• **DO THIS**
Edit all the rows below so that "bounding boxes" becomes "rectangular regions" wherever it occurs, keeping everything else unchanged. Omit the pictures from your answer.

• **DATA SHOWN**
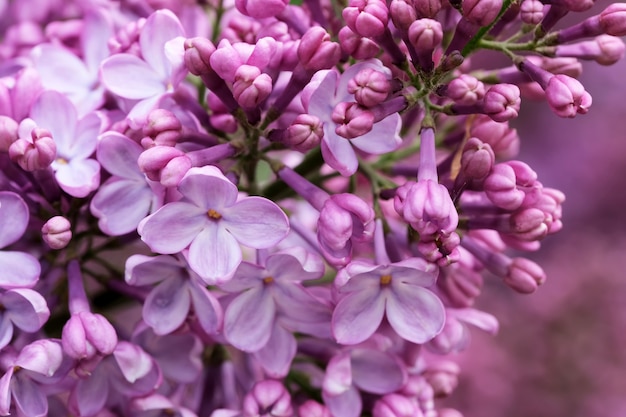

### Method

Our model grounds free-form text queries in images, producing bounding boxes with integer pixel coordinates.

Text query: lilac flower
[32,12,113,116]
[100,9,187,126]
[332,258,445,345]
[126,255,222,335]
[138,166,289,284]
[0,191,41,290]
[89,132,164,236]
[306,60,402,176]
[0,339,71,417]
[30,91,101,198]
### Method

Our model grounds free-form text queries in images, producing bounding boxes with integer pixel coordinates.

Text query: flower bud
[461,0,503,26]
[61,311,117,359]
[348,68,391,107]
[331,101,374,139]
[483,84,522,122]
[233,65,272,109]
[0,115,18,152]
[519,0,545,25]
[342,0,389,38]
[339,26,380,59]
[9,127,57,171]
[298,26,341,71]
[41,216,72,249]
[142,109,183,146]
[504,258,546,294]
[283,113,324,152]
[445,74,485,104]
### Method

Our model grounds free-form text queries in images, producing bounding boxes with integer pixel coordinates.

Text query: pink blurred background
[450,42,626,417]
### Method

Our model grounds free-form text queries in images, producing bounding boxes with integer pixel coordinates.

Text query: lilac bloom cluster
[0,0,626,417]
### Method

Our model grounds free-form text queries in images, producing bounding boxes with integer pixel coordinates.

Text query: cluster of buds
[0,0,626,417]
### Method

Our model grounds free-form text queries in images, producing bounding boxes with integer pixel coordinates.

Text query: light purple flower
[138,166,289,285]
[100,9,187,126]
[0,191,41,289]
[89,132,165,236]
[126,255,223,335]
[305,59,402,176]
[332,258,445,345]
[30,91,102,198]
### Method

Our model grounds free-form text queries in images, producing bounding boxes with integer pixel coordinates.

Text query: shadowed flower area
[444,55,626,417]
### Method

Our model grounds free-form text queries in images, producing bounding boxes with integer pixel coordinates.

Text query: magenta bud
[235,0,289,19]
[61,311,117,359]
[342,0,389,38]
[242,380,293,417]
[283,113,324,152]
[519,0,545,25]
[461,138,495,180]
[445,74,485,104]
[233,64,272,109]
[389,0,417,33]
[470,115,520,159]
[41,216,72,249]
[504,258,546,294]
[409,18,443,55]
[484,163,525,210]
[9,127,57,171]
[461,0,503,26]
[483,84,522,123]
[331,101,374,139]
[298,26,341,71]
[184,37,216,75]
[0,115,18,152]
[599,3,626,36]
[142,109,183,146]
[545,74,591,118]
[348,68,391,107]
[372,393,422,417]
[339,26,380,59]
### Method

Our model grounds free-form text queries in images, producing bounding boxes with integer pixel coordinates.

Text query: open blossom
[138,166,289,283]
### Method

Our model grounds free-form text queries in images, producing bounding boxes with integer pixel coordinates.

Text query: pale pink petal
[0,191,30,248]
[2,288,50,333]
[0,251,41,289]
[139,9,185,80]
[350,349,407,395]
[387,284,445,344]
[187,221,241,285]
[53,159,100,198]
[178,165,238,211]
[189,281,224,334]
[137,201,207,254]
[143,276,191,335]
[332,287,385,345]
[221,197,289,249]
[254,324,298,378]
[100,54,166,100]
[224,288,276,352]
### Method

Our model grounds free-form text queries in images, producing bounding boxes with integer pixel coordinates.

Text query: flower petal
[143,276,191,335]
[224,288,276,352]
[332,287,385,345]
[386,284,445,344]
[137,201,208,254]
[221,197,289,249]
[0,191,30,249]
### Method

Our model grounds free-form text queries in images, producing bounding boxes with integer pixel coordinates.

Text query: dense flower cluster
[0,0,626,417]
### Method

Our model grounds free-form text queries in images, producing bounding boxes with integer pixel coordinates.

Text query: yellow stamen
[207,209,222,220]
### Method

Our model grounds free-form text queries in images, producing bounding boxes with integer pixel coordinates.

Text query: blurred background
[444,30,626,417]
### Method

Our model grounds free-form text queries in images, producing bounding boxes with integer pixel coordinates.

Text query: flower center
[380,274,391,285]
[206,209,222,220]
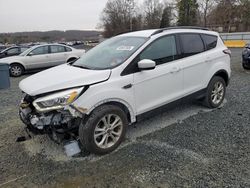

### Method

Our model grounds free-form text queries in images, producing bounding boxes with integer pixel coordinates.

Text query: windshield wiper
[71,64,90,69]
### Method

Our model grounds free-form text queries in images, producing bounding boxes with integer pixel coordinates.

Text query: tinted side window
[7,48,19,55]
[65,47,72,52]
[50,45,65,53]
[180,34,204,57]
[201,34,218,50]
[20,47,29,52]
[31,46,49,55]
[139,36,177,65]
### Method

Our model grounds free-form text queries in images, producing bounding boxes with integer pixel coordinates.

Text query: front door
[133,35,183,115]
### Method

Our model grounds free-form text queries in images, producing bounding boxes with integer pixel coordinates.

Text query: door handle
[205,58,211,63]
[170,67,181,73]
[122,84,133,89]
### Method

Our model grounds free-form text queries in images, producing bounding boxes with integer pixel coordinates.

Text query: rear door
[178,33,210,95]
[6,47,19,57]
[133,35,183,114]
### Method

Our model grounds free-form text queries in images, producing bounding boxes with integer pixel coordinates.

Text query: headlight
[33,87,83,112]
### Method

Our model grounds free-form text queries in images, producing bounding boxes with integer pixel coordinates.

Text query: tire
[10,64,24,77]
[79,105,128,155]
[204,76,226,108]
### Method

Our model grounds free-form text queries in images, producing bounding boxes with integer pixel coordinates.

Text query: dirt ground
[0,49,250,188]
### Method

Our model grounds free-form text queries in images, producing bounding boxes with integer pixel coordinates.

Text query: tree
[177,0,199,26]
[101,0,138,37]
[143,0,163,29]
[160,6,172,28]
[198,0,217,27]
[240,0,250,31]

• **THE OUTPUT**
### Method

Our model grounds free-form text queries in images, producing rectangular regions with integer pixel coordinates.

Text query: lilac flower
[32,12,113,116]
[100,9,187,126]
[332,258,445,345]
[126,255,222,335]
[138,166,289,284]
[0,191,41,290]
[89,132,164,236]
[306,60,402,176]
[0,339,71,417]
[30,91,101,198]
### Method

Our model grounds free-form text queries in images, producing rectangular regions with integer pixel coordinates.

Text query: flower bud
[461,0,503,26]
[61,311,117,359]
[348,68,391,107]
[331,101,374,139]
[483,84,522,122]
[233,65,272,109]
[0,115,18,152]
[519,0,545,25]
[342,0,389,38]
[339,26,380,59]
[9,127,57,171]
[298,26,341,71]
[41,216,72,249]
[142,109,183,146]
[504,258,546,294]
[283,113,324,152]
[445,74,485,104]
### Method

Our model grounds free-form text queries in images, producing rectangular regions with integer pixel coordinates.

Text query: pink blurred background
[450,42,626,417]
### Method

Our model grounds free-form text queries in images, producing rectangular regions with integer pixel coordinates.

Text query: lilac bloom cluster
[0,0,626,417]
### Method

Our model grounds free-form text queries in images, producing rectangular regions with integer pixel coordinates.

Text query: cluster of buds
[0,0,626,417]
### Method

Our model grounds free-form text queries in images, producing rectangular regions with integer pixel coordinates.

Text query: light purple flower
[138,166,289,285]
[100,9,187,126]
[0,191,41,289]
[89,132,165,236]
[126,255,223,335]
[305,59,402,176]
[332,258,445,345]
[30,91,102,198]
### Method

Our model grounds free-form text queries in images, producing rectangular regions with integer pixel coordinates.

Text query: shadowed flower area
[444,55,626,417]
### Method

Our model grounds free-form text queries in images, producing rectangular regions with integer pixel coordinates.

Text query: magenta bud
[235,0,289,19]
[61,311,117,359]
[342,0,389,38]
[242,380,293,417]
[283,113,324,152]
[519,0,545,25]
[461,138,495,180]
[445,74,485,104]
[233,64,272,109]
[389,0,417,33]
[470,115,520,159]
[41,216,72,249]
[504,258,546,294]
[409,18,443,55]
[484,163,525,210]
[9,127,57,171]
[461,0,503,26]
[483,84,522,123]
[331,101,374,139]
[298,26,341,71]
[184,37,216,75]
[0,115,18,152]
[599,3,626,36]
[142,109,183,146]
[545,74,591,118]
[348,68,391,107]
[372,393,422,417]
[339,26,380,59]
### Method

Our model grounds free-form text queries in images, producing rectangular regions with integer pixel coordinates.

Text query: open blossom
[138,166,289,283]
### Method

Our model grounds free-form text queries in images, producing rectangular regions with integer pixel coordinates.

Text query: pale pink petal
[0,191,30,248]
[2,288,50,333]
[0,251,41,289]
[139,9,185,80]
[350,349,407,395]
[387,284,445,344]
[187,221,241,285]
[53,159,100,198]
[178,165,238,211]
[189,281,224,334]
[137,201,207,254]
[143,276,191,335]
[332,287,385,345]
[221,197,289,249]
[254,324,298,378]
[100,54,166,100]
[224,288,276,352]
### Method

Our model grounds free-form text queries in images, producing rectangular regions with integer pixel coordinates.

Text query: flower petal
[143,276,191,335]
[224,288,276,352]
[332,287,385,345]
[386,284,445,344]
[137,201,208,254]
[221,197,289,249]
[0,191,30,249]
### Method

Our model grounds free-form text queries in images, producing rectangular regions with integer pixel coordinates.

Text query: dense flower cluster
[0,0,626,417]
### Method

Our model grounds free-form text queries in images, producing rectangular regions with integer pixel coordinates.

Text query: yellow stamen
[207,209,222,220]
### Method

Our model grounds free-form text queries in images, producing rectangular regions with integer pixel coordinates.

Text query: blurred background
[444,30,626,417]
### Method

Our model grounds free-form text queries in images, producing rectangular regions with integer pixel coordinates.

Text query: flower center
[380,274,391,285]
[206,209,222,220]

### Method

Our model grounds free-form text queries in images, producing rectangular regions with integer pixel coordinates.

Text query: windshield wiper
[71,64,90,69]
### Method

Our model grounds free-form text queries in images, producing rectangular regions with integer pixel coordinates.

Text query: tinted side window
[7,48,19,55]
[65,47,72,52]
[50,45,65,53]
[180,34,204,57]
[201,34,218,50]
[20,47,29,52]
[31,46,49,55]
[139,36,177,65]
### Method

Our model grounds free-form text queries in images, producing rectangular regions with integer pixel coordinates.

Text query: front door
[133,35,183,115]
### Method

Our model grounds free-form text queries in images, producing rectangular regions with integer pixel coordinates.

Text query: door handle
[205,58,211,63]
[170,67,181,73]
[122,84,133,89]
### Method

Our model grounds free-form text queries in images, producing rectangular regions with integer pixel coordinates.

Text query: rear door
[178,33,210,95]
[6,47,19,57]
[133,35,183,114]
### Method

Our model grounds free-form text queries in images, producing rectangular regions with integer pixel coordinates.

Text query: headlight
[33,87,83,112]
### Method

Our model grounds free-form text queries in images, producing rectangular regions with integer pixel coordinates.

Text query: tire
[10,64,24,77]
[79,105,128,155]
[204,76,226,108]
### Method

Our model grounds free-form text queries in images, producing rectangular regions with integer pixel coordinates.

Text query: dirt ground
[0,49,250,188]
### Method

Our model grounds free-form text queries in images, producing rectangular regions with integer pixel coordinates.

Text query: tree
[177,0,199,26]
[101,0,138,37]
[143,0,163,29]
[160,6,172,28]
[198,0,217,27]
[240,0,250,31]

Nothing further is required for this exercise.